Seguramente yo tendría la misma cara de alelado por aquel entonces. Si no la misma, parecida. También yo, con catorce años, era un muchacho despistado y tímido, como parece éste que tengo delante.
Acompañado por su madre, apenas levanta la vista de la mesa un mozarrón largo y encorvado de ojos tristes y caídos, bigotillo de pelusilla, flequillo de cortina (como el mío de antes) y voz corta y aflautada. Me he visto a mí mismo con esa edad.
Su médico del pueblo cree que le falta vitamina K porque le salen cardenales con mucha frecuencia. Su analítica, sin embargo, lo desmiente. Es un chaval que, como servidor antaño, combate su timidez jugando al fútbol a lo bestia, sin reparar en carreras alocadas, tropezones, golpetazos, rodillazos o saltos de cabeza acrobáticos. Y así está su cuerpo, como estaba el mío: hecho un Ecce Homo -un "seomo", se dice en mi pueblo.

Material aportado |

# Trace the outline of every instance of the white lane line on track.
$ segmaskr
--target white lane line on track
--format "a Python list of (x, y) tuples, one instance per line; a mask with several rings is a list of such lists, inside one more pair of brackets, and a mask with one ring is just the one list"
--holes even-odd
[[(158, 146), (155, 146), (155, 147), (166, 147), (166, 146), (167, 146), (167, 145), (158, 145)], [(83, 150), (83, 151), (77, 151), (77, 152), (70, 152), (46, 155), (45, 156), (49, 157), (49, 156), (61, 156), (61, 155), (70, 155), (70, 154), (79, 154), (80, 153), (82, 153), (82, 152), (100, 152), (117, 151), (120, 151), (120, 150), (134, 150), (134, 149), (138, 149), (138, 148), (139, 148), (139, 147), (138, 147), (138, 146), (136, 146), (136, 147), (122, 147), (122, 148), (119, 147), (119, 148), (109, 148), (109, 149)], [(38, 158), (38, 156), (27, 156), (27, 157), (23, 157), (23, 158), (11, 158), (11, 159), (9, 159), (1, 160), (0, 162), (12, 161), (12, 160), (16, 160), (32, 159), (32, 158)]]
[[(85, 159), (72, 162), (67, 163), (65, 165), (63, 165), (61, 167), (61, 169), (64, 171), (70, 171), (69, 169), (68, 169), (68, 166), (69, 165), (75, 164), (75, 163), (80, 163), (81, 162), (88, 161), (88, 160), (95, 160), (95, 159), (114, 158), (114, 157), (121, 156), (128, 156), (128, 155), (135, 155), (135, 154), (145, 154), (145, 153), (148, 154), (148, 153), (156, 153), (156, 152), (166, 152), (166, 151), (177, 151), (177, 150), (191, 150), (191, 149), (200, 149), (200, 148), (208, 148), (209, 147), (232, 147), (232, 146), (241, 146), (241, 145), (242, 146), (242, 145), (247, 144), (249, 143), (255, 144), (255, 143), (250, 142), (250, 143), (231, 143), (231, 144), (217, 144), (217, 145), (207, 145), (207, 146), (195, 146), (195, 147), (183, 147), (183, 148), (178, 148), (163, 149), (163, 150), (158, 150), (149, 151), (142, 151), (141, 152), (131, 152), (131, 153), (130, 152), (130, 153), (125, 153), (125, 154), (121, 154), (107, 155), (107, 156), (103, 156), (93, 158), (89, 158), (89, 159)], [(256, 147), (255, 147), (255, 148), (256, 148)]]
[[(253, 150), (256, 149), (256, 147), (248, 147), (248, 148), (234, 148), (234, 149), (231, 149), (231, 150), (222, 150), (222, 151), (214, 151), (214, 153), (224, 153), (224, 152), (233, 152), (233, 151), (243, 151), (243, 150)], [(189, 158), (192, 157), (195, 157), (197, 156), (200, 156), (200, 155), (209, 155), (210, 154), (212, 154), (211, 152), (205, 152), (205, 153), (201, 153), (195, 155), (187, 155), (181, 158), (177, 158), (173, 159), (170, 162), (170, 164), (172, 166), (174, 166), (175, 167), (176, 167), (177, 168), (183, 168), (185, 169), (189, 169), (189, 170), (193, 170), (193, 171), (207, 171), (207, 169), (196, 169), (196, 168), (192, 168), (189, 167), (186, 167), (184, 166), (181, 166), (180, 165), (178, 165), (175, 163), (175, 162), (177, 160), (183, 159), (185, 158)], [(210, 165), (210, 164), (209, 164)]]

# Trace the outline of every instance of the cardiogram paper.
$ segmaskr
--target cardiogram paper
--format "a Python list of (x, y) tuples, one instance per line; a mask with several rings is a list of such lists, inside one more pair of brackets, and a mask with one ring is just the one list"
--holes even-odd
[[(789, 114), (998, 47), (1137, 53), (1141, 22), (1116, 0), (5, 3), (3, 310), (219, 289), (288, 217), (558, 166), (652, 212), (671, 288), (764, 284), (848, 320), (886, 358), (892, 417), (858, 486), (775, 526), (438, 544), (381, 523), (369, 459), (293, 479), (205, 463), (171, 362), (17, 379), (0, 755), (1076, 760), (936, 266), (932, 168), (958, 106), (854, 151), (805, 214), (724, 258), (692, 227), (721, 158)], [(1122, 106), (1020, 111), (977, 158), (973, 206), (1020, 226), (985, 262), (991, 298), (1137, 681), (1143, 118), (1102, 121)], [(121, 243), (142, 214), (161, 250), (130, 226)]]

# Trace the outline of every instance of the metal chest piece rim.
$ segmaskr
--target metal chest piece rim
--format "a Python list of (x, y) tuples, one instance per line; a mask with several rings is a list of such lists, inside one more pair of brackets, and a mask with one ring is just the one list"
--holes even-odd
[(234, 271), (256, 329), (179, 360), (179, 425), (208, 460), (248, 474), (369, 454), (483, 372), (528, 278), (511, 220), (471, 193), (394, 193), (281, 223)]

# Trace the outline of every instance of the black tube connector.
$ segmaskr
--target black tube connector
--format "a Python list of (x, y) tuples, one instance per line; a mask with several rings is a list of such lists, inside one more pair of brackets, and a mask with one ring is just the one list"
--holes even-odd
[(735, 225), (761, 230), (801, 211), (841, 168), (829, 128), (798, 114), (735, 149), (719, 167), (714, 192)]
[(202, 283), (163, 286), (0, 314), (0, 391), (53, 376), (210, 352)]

Tarea 1 | Enumera todo aquello en lo que, según el fragmento, el chaval no repara cuando juega al fútbol.
Tarea 2 | Indica si cada una de estas afirmaciones concuerda con el fragmento y cita las palabras que lo deciden: (a) el médico del pueblo cree que al chico le falta vitamina K; (b) la analítica confirma la sospecha del médico; (c) el chico acude a la consulta sin compañía.
Los ítems no tienen ningún papel en esto.

Respuesta 1 |
- carreras alocadas
- tropezones
- golpetazos
- rodillazos
- saltos de cabeza acrobáticos

Respuesta 2 |
(a) Sí: "Su médico del pueblo cree que le falta vitamina K".
(b) No: "Su analítica, sin embargo, lo desmiente."
(c) No: "Acompañado por su madre".